> _THE EXERCISE_: Show every line of the records that contains the word "black", treating uppercase and lowercase as different.

○ ○ ○

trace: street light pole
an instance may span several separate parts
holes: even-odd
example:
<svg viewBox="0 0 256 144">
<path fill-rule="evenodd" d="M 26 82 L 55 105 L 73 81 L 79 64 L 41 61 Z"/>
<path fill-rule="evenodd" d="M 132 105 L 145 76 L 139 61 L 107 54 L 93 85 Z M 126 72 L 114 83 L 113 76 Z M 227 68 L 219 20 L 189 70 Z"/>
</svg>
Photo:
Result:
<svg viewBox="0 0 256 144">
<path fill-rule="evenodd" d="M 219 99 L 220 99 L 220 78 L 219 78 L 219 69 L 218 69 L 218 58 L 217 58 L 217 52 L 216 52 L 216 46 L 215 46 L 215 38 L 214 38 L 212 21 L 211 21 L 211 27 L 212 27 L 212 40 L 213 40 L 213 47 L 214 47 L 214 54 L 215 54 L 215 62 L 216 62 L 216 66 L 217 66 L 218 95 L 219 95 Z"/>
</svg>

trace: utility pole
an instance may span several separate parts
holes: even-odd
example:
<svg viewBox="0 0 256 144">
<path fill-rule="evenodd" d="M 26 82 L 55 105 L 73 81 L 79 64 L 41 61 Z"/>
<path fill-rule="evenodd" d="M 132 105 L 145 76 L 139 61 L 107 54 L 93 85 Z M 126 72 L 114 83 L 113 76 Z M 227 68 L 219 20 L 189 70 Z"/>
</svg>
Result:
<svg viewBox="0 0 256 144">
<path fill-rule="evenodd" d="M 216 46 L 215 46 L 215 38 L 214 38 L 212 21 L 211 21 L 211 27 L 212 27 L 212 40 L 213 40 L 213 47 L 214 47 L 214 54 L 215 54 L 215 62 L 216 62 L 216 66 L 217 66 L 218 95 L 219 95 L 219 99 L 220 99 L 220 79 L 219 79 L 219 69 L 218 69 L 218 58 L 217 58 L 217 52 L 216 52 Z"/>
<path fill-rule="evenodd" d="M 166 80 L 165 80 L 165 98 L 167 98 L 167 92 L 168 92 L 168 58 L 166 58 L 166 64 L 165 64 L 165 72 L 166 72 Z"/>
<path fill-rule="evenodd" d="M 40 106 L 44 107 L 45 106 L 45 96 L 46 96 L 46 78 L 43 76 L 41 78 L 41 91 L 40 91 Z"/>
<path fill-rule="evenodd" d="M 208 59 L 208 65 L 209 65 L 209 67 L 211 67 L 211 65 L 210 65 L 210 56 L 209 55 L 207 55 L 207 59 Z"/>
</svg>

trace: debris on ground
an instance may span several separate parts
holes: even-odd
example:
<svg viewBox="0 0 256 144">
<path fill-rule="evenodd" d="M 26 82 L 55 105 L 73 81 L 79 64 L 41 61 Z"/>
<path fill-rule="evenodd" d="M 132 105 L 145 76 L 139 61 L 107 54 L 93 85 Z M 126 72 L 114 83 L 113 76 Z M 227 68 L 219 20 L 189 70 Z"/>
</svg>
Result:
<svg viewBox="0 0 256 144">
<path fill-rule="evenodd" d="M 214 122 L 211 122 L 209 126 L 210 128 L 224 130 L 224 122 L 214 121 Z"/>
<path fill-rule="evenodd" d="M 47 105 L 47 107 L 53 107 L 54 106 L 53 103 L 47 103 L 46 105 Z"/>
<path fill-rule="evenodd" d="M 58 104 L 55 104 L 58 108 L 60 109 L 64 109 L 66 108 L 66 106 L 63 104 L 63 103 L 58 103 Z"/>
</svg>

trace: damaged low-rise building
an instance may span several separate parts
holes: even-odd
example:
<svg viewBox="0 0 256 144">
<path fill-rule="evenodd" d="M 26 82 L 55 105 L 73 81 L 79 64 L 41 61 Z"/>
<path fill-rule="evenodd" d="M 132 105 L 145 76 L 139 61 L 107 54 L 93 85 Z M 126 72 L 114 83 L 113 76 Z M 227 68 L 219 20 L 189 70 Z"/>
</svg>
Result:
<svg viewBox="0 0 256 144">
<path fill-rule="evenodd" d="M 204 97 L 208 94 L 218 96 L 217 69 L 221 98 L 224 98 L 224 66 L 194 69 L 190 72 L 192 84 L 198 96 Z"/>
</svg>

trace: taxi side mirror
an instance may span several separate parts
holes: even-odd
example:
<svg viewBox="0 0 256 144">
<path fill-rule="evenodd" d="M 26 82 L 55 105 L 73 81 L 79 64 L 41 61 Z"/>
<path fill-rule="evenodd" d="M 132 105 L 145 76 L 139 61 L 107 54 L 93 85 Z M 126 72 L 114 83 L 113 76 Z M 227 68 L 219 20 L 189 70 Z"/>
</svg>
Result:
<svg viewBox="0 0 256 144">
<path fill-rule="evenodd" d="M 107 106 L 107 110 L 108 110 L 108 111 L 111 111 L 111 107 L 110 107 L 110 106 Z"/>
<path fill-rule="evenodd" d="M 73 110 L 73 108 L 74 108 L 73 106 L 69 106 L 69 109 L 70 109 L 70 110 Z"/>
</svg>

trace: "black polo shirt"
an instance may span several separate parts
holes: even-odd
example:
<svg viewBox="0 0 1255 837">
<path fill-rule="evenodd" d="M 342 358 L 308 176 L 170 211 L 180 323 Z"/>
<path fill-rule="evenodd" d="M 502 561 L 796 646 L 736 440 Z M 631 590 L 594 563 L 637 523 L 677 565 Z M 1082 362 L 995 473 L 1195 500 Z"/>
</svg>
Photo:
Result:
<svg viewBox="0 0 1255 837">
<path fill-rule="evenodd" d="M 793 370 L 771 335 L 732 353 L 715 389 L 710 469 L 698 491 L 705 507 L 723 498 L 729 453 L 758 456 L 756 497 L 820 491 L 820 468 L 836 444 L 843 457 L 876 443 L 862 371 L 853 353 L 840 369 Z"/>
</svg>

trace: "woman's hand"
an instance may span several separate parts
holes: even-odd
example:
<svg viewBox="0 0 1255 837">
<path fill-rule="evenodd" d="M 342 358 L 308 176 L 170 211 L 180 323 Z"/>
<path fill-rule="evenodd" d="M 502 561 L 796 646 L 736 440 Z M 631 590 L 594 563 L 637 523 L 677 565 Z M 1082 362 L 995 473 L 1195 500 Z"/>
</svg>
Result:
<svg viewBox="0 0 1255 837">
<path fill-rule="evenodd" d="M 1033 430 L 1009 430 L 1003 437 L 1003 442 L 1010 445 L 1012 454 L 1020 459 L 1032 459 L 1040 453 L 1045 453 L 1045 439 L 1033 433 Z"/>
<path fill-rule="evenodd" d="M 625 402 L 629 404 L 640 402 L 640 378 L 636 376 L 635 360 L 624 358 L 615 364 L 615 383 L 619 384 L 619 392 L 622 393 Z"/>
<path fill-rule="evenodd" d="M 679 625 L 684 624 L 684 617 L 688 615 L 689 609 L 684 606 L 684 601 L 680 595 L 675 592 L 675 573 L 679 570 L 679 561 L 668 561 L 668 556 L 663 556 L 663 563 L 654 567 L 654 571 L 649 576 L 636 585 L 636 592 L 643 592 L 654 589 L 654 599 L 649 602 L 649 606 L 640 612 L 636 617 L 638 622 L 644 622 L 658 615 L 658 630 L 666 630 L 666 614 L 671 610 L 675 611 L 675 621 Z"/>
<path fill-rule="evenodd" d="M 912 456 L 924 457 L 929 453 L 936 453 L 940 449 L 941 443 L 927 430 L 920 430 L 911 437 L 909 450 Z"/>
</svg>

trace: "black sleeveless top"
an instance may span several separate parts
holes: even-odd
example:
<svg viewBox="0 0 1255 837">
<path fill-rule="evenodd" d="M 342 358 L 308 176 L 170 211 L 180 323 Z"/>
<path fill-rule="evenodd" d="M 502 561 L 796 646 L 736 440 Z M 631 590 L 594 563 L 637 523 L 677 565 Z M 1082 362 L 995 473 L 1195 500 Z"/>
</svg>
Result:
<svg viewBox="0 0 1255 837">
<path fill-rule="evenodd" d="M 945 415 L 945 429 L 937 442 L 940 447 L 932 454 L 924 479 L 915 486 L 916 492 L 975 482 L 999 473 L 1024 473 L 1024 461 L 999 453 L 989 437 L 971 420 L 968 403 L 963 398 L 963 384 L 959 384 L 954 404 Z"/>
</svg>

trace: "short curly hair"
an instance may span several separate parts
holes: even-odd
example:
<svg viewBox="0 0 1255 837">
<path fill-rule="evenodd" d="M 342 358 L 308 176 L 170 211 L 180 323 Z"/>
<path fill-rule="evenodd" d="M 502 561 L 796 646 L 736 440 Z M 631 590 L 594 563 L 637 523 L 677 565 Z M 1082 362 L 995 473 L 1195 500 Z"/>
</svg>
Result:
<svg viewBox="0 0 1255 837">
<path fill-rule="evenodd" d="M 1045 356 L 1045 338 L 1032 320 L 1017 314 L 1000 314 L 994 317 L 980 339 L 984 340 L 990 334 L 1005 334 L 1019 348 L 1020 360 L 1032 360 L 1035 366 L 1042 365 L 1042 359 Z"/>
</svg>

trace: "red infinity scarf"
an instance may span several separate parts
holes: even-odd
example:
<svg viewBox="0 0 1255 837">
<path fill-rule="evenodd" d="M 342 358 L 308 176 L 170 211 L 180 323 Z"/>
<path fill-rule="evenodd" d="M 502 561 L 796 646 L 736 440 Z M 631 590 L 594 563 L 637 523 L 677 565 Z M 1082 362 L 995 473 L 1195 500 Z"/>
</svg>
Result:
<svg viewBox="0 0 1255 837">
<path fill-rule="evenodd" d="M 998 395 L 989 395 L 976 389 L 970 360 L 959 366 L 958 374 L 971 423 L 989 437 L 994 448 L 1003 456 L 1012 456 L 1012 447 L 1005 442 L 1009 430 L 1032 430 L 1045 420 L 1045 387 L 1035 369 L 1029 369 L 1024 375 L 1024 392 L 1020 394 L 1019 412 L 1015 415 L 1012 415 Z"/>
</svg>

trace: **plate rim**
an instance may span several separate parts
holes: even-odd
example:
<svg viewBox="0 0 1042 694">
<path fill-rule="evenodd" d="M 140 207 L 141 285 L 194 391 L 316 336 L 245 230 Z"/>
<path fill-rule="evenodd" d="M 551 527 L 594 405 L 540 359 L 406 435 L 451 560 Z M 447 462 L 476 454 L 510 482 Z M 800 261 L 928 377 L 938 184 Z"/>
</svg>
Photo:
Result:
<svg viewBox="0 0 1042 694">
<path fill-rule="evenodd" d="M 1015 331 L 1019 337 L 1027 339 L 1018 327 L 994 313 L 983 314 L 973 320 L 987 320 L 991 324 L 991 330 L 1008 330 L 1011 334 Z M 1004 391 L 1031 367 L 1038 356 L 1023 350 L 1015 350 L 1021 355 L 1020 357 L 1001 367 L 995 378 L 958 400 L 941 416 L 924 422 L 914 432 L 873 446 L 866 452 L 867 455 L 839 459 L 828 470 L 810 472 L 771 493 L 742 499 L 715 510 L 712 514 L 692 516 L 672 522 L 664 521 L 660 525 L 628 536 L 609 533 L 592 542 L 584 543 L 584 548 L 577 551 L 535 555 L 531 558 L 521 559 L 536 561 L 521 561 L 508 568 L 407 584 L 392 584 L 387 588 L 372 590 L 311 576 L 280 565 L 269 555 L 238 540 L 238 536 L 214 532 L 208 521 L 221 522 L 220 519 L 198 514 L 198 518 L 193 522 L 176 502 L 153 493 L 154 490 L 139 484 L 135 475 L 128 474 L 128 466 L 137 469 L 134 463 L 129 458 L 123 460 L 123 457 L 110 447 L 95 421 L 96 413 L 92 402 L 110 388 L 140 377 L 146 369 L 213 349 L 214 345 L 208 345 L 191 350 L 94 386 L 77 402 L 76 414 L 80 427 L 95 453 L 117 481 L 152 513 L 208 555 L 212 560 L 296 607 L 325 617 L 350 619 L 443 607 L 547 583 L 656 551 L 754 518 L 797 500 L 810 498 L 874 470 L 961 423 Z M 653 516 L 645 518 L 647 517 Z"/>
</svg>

○ ○ ○

> _ANSWER BELOW_:
trace: "black polo shirt"
trace: "black sleeveless top"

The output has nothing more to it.